• _Exercise instructions_:
Copy every one of the entries below word for word, leaving the pictures out of your copy.

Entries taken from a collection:
━━━━
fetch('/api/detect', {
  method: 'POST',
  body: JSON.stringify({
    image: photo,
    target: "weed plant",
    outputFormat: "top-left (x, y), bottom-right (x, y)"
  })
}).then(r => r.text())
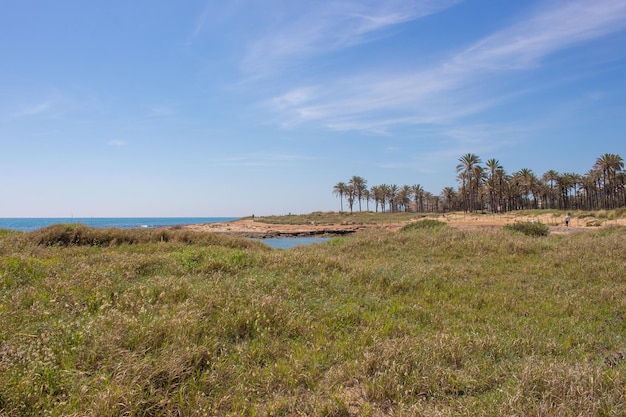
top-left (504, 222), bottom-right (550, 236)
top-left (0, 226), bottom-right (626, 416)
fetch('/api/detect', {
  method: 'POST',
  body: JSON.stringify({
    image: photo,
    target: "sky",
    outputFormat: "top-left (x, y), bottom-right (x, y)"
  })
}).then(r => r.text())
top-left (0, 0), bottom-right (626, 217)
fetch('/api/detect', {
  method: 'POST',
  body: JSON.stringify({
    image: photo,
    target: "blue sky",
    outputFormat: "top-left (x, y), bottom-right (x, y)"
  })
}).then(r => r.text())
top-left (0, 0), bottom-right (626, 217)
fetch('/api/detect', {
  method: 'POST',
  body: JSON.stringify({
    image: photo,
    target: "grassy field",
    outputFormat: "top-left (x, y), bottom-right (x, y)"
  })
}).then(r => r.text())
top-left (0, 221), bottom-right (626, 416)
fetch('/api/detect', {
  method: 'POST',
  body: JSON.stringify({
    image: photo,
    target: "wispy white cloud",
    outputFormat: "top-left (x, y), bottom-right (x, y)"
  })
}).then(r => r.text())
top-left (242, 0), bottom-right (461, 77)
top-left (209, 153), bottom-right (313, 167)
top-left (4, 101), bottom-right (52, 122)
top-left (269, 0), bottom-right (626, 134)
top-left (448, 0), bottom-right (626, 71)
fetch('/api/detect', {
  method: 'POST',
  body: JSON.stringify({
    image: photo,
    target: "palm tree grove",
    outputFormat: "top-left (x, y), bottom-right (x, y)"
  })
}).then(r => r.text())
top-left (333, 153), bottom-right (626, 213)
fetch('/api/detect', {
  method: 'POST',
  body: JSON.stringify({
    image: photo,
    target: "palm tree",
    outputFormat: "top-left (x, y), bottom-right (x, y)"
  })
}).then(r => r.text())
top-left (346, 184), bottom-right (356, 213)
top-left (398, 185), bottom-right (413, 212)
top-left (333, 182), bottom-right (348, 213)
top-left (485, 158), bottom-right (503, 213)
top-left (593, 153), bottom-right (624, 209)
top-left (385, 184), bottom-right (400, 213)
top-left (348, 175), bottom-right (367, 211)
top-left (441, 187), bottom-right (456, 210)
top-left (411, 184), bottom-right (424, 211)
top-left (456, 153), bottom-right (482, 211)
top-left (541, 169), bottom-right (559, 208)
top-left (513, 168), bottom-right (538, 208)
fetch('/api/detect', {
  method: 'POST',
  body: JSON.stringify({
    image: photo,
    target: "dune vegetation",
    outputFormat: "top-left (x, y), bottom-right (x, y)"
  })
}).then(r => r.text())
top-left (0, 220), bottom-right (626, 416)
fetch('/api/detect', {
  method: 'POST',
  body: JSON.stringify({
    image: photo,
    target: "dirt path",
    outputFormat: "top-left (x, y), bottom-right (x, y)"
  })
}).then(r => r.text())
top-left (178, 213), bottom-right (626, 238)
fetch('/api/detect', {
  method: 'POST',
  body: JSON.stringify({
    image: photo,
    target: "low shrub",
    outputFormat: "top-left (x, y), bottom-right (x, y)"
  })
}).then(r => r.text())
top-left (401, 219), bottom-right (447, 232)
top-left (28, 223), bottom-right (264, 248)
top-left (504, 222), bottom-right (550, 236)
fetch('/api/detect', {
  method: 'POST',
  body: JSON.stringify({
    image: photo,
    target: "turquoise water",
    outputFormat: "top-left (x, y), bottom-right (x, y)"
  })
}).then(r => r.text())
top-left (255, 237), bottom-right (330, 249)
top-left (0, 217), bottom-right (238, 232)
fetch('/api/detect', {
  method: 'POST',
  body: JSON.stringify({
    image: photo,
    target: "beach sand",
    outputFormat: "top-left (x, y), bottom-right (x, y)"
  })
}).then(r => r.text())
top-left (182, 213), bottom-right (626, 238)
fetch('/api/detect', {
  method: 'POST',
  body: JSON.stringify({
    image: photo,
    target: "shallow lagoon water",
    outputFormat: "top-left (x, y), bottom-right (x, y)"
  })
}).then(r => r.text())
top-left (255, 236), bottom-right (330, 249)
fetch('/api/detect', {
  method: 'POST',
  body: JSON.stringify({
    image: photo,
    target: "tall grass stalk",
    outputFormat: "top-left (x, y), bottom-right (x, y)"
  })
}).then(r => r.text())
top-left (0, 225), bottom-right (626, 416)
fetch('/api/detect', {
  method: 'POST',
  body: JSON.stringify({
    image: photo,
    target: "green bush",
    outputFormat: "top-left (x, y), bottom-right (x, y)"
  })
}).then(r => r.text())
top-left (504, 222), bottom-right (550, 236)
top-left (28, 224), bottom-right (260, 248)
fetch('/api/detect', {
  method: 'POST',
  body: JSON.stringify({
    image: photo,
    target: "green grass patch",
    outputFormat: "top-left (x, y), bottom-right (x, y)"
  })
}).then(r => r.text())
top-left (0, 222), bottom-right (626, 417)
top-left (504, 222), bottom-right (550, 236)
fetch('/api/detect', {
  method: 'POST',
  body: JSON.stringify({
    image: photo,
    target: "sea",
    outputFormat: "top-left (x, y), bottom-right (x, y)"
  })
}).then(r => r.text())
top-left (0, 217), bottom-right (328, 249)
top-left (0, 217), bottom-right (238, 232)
━━━━
• _Response to this exercise_:
fetch('/api/detect', {
  method: 'POST',
  body: JSON.stringify({
    image: photo,
    target: "weed plant",
    outputFormat: "top-left (x, y), bottom-right (x, y)"
  })
}).then(r => r.text())
top-left (504, 222), bottom-right (550, 236)
top-left (0, 226), bottom-right (626, 416)
fetch('/api/detect', {
  method: 'POST',
  body: JSON.stringify({
    image: photo,
    target: "sky",
    outputFormat: "top-left (x, y), bottom-right (x, y)"
  })
}).then(r => r.text())
top-left (0, 0), bottom-right (626, 217)
fetch('/api/detect', {
  method: 'POST',
  body: JSON.stringify({
    image: photo,
    target: "blue sky",
    outputFormat: "top-left (x, y), bottom-right (x, y)"
  })
}).then(r => r.text())
top-left (0, 0), bottom-right (626, 217)
fetch('/api/detect', {
  method: 'POST',
  body: JSON.stringify({
    image: photo,
    target: "grassy field",
    outputFormat: "top-left (x, y), bottom-right (x, y)"
  })
}).then(r => r.text())
top-left (0, 221), bottom-right (626, 416)
fetch('/api/detect', {
  method: 'POST',
  body: JSON.stringify({
    image: photo,
    target: "wispy white cloud",
    outputFormat: "top-left (x, y), bottom-right (x, y)"
  })
}).then(r => r.text())
top-left (242, 0), bottom-right (461, 77)
top-left (209, 153), bottom-right (313, 167)
top-left (4, 101), bottom-right (52, 122)
top-left (269, 0), bottom-right (626, 134)
top-left (448, 0), bottom-right (626, 71)
fetch('/api/detect', {
  method: 'POST',
  body: JSON.stringify({
    image: photo,
    target: "palm tree grove",
    outputFormat: "top-left (x, y), bottom-right (x, y)"
  })
}).then(r => r.text())
top-left (333, 153), bottom-right (626, 213)
fetch('/api/detect', {
  method: 'POST',
  body: JSON.stringify({
    image: photo,
    target: "palm tree",
    outputFormat: "top-left (x, y), bottom-right (x, y)"
  })
}).then(r => r.text())
top-left (346, 184), bottom-right (356, 213)
top-left (398, 185), bottom-right (413, 212)
top-left (333, 182), bottom-right (348, 213)
top-left (485, 158), bottom-right (503, 213)
top-left (593, 153), bottom-right (624, 209)
top-left (385, 184), bottom-right (400, 213)
top-left (348, 175), bottom-right (367, 211)
top-left (441, 187), bottom-right (456, 210)
top-left (411, 184), bottom-right (424, 211)
top-left (456, 153), bottom-right (482, 211)
top-left (541, 169), bottom-right (559, 208)
top-left (513, 168), bottom-right (538, 208)
fetch('/api/detect', {
  method: 'POST',
  body: JSON.stringify({
    image: photo,
    target: "dune vegetation",
    outputFormat: "top-left (x, y), bottom-right (x, y)"
  })
}).then(r => r.text())
top-left (0, 220), bottom-right (626, 416)
fetch('/api/detect', {
  method: 'POST',
  body: JSON.stringify({
    image: photo,
    target: "dirt path",
    outputFormat: "top-left (x, y), bottom-right (x, y)"
  })
}).then(r => r.text())
top-left (178, 213), bottom-right (626, 238)
fetch('/api/detect', {
  method: 'POST',
  body: JSON.stringify({
    image: photo,
    target: "low shrub",
    outputFormat: "top-left (x, y), bottom-right (x, y)"
  })
}).then(r => r.text())
top-left (401, 219), bottom-right (447, 232)
top-left (28, 223), bottom-right (264, 248)
top-left (504, 222), bottom-right (550, 236)
fetch('/api/detect', {
  method: 'POST',
  body: JSON.stringify({
    image: photo,
    target: "turquoise water",
    outputFormat: "top-left (x, y), bottom-right (x, y)"
  })
}).then(r => r.text())
top-left (255, 237), bottom-right (330, 249)
top-left (0, 217), bottom-right (238, 232)
fetch('/api/detect', {
  method: 'POST',
  body: JSON.stringify({
    image: photo,
    target: "beach sand",
    outputFormat: "top-left (x, y), bottom-right (x, y)"
  })
}).then(r => r.text())
top-left (182, 213), bottom-right (626, 238)
fetch('/api/detect', {
  method: 'POST',
  body: JSON.stringify({
    image: photo,
    target: "shallow lagoon water",
    outputFormat: "top-left (x, y), bottom-right (x, y)"
  })
}).then(r => r.text())
top-left (255, 236), bottom-right (330, 249)
fetch('/api/detect', {
  method: 'POST',
  body: JSON.stringify({
    image: photo,
    target: "tall grass stalk",
    outputFormat: "top-left (x, y), bottom-right (x, y)"
  })
}).then(r => r.text())
top-left (0, 225), bottom-right (626, 416)
fetch('/api/detect', {
  method: 'POST',
  body: JSON.stringify({
    image: photo,
    target: "green bush",
    outputFormat: "top-left (x, y), bottom-right (x, y)"
  })
}).then(r => r.text())
top-left (504, 222), bottom-right (550, 236)
top-left (28, 224), bottom-right (260, 248)
fetch('/api/detect', {
  method: 'POST',
  body: JSON.stringify({
    image: photo,
    target: "green grass patch",
    outputFormat: "top-left (x, y), bottom-right (x, y)"
  })
}).then(r => r.text())
top-left (0, 222), bottom-right (626, 417)
top-left (504, 222), bottom-right (550, 236)
fetch('/api/detect', {
  method: 'POST',
  body: JSON.stringify({
    image: photo,
    target: "sea",
    outputFormat: "top-left (x, y), bottom-right (x, y)"
  })
}).then(r => r.text())
top-left (0, 217), bottom-right (328, 249)
top-left (0, 217), bottom-right (238, 232)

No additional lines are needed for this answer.